### Excerpted text
++++++++++

But honostly you're at each others throat over fish?! This is why I don't like people, egos. And I'm not sure which sex has the bigger one. Now it seems to me one of you has a temper otherwise yall could talk it out civilly. So you could continue arguing and hope it comes a conclusion before it costs you the relationship or you could agree to disagree and say what will be will be.

But remember in the game of wills, there are no winners.


----------



## registereduser (Jul 30, 2010)

Rosska said:


> There are _definitely_ times where I feel like I could, haha. But I love him really. <:


good luck with that. :|


----------



## Rosska (Jun 10, 2012)

thekinetic said:


> Well if the water parameters are fine then the tank will be fine for a while, but what parameters is he checking? Ammonia, low end ph, high end ph, nitrite, nitrate?
> 
> Generally it is 1" of fish per gallon, and a betta alone is 2.5" thus leaving only .5" for his 3 gallon. But then there's the matter of guppies being typically 1 fish per gallon. And if the fish can live together well there's is no real harm in going over a tiny bit as long as they got room and the parameters are not affected.
> 
> ...


He checks ammonia, nitrites, nitrates and pH daily. And that's good to know. At least we can both be happy they're not suffering for now.

And being hot-headed is an entirely different thing from having a big ego. We both have vicous tempers, and that's one of the things I like about him, but neither of us are overly egotistical. However, we have taken some time out and we are now being a lot less childish and argumentative about things so we can try and work something out. At the moment I'm offering him a bigger tank for his fish, as I have a spare. We're just unsure how I'd get it to him, haha.

Thank you~



> good luck with that. :neutral:


I don't need luck, sweetie~
Breaking up with someone over such a little thing would be frivolous at best. :lol:


----------



## thekinetic (May 22, 2012)

Wow usually the two go hand in hand!

I was just worried as I've seen little arguments get so out of hand that two people who were otherwise happy break it off.

++++++++++

### Requirement
Continue the forum thread about the couple's argument over fish tanks, picking up after its final post.

(A block of data)

++++++++++

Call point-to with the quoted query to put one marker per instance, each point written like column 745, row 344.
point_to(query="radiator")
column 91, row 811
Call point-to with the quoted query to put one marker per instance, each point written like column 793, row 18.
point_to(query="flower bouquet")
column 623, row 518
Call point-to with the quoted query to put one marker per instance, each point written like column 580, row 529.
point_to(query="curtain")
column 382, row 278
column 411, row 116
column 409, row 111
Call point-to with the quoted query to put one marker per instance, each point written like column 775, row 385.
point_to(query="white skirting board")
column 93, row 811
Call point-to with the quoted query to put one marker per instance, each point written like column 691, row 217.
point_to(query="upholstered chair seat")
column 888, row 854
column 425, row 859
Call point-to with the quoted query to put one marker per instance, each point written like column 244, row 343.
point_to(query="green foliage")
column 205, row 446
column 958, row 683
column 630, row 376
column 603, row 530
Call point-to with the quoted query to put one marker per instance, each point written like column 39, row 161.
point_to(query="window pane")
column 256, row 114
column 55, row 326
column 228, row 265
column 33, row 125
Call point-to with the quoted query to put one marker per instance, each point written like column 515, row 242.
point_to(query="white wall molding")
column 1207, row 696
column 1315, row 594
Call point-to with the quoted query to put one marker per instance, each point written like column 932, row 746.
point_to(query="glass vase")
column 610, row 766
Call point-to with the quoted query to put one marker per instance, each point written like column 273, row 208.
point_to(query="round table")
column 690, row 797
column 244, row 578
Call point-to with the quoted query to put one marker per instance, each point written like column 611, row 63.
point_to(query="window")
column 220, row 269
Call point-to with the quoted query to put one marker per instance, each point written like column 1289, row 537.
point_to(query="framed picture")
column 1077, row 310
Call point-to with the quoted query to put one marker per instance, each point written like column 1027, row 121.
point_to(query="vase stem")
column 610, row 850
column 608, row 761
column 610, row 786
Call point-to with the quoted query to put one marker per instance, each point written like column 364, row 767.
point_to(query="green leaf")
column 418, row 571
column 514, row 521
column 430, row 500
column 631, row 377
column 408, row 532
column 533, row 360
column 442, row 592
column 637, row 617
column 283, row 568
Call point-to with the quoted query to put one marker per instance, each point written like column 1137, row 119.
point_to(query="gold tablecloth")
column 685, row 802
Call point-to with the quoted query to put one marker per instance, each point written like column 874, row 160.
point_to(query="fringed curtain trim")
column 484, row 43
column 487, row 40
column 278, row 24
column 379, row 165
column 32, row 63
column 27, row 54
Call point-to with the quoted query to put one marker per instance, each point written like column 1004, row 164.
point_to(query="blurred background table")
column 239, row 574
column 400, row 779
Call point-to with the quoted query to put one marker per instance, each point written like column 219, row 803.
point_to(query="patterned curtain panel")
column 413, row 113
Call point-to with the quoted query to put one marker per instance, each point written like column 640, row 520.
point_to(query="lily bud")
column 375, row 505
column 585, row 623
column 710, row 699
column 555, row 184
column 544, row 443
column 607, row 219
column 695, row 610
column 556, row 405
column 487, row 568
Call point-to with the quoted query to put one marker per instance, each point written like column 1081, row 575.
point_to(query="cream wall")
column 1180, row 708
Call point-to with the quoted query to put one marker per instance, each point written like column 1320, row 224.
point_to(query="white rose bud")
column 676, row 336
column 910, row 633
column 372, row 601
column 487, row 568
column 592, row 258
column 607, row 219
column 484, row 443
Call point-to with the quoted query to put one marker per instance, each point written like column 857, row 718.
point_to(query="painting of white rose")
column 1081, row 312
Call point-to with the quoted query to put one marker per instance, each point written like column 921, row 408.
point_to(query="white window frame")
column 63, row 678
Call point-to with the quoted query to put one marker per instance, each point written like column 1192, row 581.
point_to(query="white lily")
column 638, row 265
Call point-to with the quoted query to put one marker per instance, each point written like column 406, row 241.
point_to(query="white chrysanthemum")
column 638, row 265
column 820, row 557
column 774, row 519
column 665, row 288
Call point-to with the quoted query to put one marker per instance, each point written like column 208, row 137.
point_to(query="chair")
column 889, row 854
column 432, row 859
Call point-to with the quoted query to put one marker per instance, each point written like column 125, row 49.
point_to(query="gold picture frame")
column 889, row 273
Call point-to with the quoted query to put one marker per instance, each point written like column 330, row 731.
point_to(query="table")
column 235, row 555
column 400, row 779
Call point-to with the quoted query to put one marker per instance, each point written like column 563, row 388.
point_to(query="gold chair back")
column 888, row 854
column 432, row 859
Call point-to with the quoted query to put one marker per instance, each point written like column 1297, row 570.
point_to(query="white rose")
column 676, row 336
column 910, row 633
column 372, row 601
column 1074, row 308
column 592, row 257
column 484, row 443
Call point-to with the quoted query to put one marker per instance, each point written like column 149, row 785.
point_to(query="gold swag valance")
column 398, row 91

++++++++++

### Exercise response
It's nice to hear you two are woking it out. ^_^


----------



## thekoimaiden (Oct 19, 2011)

Hands down. You are right. That tank is in serious trouble. He is mistaking overstocking for overcrowding. The two are different things. Overstocking refers to the amount of waste the bio-bugs in the tank can handle. Overcrowding refers to the amount of swimming space for the fish. The tank may not be overcrowded, but it is overstocked. 

I've seen people use the "we've been doing this a long time" excuse/defense a lot of times. 9/10 they are have been "doing it" wrong. (lol read the Old Pro [bad] at the bottom of this article What kind of fishkeeper are you?) 

The research is out there if he wants to learn.
Loaches Online - brilliant loach site. I'm a bit of a loach fanatic, so I spend a lot of time here. 
Seriously Fish - wonderful articles on a lot of uncommon (and common) fish in the hobby
TFK: Tropical Fish Profiles - great articles on most of the common fish and plants in the hobby
Practical Fishkeeping - UK-based fishkeeping magazine. It's the best in the world. 
Tropical Fish Hobbyist Magazine - second best fishkeeping magazine, US-based
Aquarium Fish International - another fishkeeping website, US-based
Tell him to compare the advice of these sites to what he's getting at the pet store.


----------



## Pilot00 (Jul 24, 2012)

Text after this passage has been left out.